- TASK BRIEF:
Format the rows below as a numbered list, leaving out any blank lines.

- DATA EXCERPTS:
--------------------------------------------------
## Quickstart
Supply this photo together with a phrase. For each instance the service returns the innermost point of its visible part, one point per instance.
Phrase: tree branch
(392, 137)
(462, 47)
--------------------------------------------------
- OUTPUT OF THE EXERCISE:
1. ## Quickstart
2. Supply this photo together with a phrase. For each instance the service returns the innermost point of its visible part, one point per instance.
3. Phrase: tree branch
4. (392, 137)
5. (462, 47)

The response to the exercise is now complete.